== Source material ==

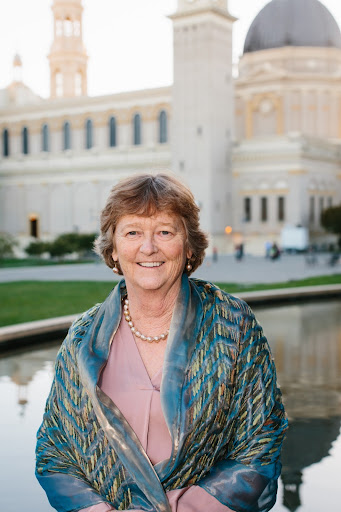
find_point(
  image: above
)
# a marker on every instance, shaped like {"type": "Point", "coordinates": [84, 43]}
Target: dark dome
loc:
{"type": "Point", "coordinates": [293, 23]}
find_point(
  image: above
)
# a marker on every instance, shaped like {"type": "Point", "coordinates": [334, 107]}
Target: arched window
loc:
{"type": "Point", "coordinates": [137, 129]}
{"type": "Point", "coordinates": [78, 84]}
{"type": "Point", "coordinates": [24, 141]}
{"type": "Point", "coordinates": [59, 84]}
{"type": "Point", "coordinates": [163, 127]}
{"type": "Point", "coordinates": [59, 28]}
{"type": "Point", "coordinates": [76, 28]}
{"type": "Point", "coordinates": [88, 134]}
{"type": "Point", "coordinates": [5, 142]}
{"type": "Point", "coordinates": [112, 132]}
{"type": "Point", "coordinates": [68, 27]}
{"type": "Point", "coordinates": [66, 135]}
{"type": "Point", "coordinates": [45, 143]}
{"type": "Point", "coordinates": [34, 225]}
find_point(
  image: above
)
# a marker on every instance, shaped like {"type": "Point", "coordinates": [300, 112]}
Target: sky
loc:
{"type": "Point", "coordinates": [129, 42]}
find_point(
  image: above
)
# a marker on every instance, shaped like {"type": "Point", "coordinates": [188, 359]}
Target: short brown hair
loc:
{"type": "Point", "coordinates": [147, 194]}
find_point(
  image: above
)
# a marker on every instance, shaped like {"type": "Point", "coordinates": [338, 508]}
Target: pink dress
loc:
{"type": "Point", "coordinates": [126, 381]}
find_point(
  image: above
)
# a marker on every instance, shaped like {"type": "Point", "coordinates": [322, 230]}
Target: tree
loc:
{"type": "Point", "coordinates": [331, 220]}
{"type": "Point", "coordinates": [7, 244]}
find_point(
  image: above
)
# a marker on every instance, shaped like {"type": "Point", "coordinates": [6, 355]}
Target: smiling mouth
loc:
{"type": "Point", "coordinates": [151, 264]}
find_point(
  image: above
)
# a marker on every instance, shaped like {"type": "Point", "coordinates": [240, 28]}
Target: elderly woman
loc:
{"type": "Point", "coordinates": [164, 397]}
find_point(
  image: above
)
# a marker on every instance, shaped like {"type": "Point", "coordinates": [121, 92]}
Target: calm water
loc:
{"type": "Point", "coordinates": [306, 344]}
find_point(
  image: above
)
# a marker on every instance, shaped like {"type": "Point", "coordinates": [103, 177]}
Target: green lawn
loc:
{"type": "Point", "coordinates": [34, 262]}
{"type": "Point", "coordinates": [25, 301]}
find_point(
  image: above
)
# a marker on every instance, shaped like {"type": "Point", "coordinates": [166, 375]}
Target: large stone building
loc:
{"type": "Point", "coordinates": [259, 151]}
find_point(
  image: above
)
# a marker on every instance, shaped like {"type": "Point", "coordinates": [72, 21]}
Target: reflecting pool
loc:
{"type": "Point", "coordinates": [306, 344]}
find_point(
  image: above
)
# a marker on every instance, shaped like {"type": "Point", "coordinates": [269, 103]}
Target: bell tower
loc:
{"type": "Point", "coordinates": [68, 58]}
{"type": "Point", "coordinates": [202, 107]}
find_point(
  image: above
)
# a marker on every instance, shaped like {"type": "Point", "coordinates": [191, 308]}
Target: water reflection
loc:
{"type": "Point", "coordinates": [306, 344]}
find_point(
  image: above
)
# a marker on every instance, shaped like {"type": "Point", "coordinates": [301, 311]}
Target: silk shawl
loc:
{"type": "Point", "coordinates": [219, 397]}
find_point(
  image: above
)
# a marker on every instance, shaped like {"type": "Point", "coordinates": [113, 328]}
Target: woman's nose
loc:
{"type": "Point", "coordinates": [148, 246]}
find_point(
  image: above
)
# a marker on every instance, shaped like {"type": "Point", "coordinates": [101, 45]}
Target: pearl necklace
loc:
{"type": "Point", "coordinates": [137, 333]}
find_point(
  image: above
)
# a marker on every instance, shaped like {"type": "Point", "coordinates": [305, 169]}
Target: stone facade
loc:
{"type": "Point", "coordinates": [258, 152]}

===
== Source material ==

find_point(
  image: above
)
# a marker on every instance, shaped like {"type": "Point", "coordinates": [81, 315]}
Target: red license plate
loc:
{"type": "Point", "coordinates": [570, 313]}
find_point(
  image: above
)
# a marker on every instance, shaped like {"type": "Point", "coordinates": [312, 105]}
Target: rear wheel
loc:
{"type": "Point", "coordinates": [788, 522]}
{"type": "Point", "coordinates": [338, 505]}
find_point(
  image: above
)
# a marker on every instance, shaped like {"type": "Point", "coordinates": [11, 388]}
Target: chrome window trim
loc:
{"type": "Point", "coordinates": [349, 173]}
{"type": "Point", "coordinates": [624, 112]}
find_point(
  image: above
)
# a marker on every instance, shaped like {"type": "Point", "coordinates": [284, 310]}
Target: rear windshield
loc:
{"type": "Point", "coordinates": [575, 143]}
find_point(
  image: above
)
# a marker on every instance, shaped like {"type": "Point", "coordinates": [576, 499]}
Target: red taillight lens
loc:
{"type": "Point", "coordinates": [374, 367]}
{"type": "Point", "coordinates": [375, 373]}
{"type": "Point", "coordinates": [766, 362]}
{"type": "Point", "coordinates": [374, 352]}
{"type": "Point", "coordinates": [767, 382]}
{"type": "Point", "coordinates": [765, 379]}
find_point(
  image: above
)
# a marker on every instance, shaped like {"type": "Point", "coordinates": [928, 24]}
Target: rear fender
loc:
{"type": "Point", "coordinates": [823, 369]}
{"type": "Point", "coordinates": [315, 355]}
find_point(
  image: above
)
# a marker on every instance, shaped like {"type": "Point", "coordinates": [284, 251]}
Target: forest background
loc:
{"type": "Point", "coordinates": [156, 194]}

===
== Source material ==

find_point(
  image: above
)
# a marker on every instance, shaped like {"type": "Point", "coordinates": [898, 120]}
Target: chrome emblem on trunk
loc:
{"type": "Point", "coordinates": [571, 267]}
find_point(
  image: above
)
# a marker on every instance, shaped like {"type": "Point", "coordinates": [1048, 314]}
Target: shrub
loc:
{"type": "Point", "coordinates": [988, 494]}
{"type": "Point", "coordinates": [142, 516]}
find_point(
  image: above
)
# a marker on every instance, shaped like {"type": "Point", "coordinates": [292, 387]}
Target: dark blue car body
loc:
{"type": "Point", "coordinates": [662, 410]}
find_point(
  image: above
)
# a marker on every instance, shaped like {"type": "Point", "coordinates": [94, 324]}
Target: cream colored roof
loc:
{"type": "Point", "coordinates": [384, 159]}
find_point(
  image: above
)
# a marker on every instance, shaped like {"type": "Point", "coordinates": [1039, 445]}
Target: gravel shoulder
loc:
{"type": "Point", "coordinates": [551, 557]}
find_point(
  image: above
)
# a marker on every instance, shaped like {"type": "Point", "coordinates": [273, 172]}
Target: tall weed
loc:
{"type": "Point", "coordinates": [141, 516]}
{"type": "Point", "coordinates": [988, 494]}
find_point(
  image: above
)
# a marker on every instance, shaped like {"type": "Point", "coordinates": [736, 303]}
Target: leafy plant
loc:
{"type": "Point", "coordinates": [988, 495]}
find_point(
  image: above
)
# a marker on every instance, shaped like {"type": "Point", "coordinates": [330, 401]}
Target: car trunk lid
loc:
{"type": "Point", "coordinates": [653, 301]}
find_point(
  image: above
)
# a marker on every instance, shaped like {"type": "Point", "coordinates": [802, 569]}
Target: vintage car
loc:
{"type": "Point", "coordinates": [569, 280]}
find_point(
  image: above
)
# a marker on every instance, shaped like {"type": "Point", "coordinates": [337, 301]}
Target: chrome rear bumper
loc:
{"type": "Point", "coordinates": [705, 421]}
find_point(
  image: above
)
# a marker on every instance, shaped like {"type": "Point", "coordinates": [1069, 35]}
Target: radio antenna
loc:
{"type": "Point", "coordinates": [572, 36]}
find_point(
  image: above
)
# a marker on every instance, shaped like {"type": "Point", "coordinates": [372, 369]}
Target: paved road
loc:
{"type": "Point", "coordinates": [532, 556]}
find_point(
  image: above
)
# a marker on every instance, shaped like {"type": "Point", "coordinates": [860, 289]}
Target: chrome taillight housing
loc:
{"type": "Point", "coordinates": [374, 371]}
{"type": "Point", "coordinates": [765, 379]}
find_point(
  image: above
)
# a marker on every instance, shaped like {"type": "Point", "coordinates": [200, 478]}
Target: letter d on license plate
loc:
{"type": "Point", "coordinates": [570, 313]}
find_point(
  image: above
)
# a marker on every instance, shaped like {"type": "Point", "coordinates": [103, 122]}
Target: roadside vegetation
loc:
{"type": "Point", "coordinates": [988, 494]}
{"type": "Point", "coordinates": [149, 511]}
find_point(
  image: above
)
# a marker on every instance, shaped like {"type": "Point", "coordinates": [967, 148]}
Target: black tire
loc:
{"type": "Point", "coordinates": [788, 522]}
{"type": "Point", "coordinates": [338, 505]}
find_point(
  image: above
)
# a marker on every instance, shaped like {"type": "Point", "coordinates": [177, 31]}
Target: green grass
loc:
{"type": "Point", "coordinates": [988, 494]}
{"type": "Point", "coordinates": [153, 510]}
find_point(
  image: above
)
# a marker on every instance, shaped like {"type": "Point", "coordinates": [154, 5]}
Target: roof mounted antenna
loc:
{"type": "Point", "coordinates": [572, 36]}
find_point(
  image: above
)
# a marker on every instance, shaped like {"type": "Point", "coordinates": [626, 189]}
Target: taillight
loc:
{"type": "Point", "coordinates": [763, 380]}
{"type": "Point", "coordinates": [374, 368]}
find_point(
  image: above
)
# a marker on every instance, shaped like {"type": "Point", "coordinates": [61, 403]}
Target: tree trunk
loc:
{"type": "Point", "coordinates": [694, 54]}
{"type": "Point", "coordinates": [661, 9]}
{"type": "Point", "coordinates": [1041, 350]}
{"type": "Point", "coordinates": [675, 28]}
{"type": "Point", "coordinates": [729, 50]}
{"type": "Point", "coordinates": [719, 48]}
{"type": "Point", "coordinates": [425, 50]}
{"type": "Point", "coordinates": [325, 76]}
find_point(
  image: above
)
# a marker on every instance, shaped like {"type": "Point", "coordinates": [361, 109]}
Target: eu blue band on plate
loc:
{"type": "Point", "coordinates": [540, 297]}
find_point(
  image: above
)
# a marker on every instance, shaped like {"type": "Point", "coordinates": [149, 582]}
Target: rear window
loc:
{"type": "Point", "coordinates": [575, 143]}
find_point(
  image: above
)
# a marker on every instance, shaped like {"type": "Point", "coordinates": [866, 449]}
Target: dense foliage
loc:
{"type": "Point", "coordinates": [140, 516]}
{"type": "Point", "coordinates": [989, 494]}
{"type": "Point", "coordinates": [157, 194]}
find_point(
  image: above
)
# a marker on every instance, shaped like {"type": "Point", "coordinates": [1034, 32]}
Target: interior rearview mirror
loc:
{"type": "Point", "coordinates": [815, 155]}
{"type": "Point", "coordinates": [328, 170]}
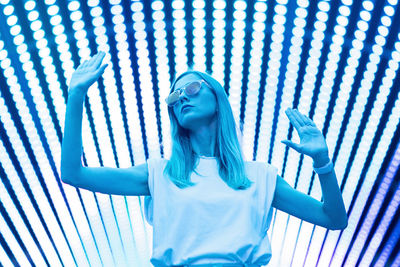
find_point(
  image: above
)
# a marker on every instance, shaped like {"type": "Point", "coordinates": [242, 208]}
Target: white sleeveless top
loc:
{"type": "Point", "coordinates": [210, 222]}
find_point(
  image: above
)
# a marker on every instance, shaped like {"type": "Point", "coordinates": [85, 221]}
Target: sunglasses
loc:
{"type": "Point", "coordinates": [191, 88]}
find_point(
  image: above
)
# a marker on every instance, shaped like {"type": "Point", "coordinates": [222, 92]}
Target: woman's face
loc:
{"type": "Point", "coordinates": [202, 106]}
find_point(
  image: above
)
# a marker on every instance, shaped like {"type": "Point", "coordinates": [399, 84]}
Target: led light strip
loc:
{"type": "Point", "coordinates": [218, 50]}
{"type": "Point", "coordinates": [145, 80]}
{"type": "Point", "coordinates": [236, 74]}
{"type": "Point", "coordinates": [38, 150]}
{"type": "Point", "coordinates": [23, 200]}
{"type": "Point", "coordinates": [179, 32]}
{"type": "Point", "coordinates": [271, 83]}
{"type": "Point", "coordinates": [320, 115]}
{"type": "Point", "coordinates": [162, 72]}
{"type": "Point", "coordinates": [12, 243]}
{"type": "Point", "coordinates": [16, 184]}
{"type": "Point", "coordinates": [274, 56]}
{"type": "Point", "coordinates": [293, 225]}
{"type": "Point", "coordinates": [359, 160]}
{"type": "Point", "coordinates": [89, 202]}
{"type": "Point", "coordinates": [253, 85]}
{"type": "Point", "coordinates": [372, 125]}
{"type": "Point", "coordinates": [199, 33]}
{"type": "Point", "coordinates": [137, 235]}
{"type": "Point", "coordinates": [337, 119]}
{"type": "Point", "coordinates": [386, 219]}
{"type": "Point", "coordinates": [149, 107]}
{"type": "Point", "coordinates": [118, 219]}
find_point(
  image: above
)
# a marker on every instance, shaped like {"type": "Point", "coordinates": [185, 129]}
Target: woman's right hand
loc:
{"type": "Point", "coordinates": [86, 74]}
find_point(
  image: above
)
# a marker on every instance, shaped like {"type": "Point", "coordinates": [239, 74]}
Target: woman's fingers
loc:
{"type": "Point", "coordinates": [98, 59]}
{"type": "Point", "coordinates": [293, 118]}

===

## Task directions
Wherever "chrome" occurs in the entries above, copy the line it sits on.

## Task solution
Target: chrome window trim
Target: chrome emblem on trunk
Target: chrome rear bumper
Target: chrome taillight housing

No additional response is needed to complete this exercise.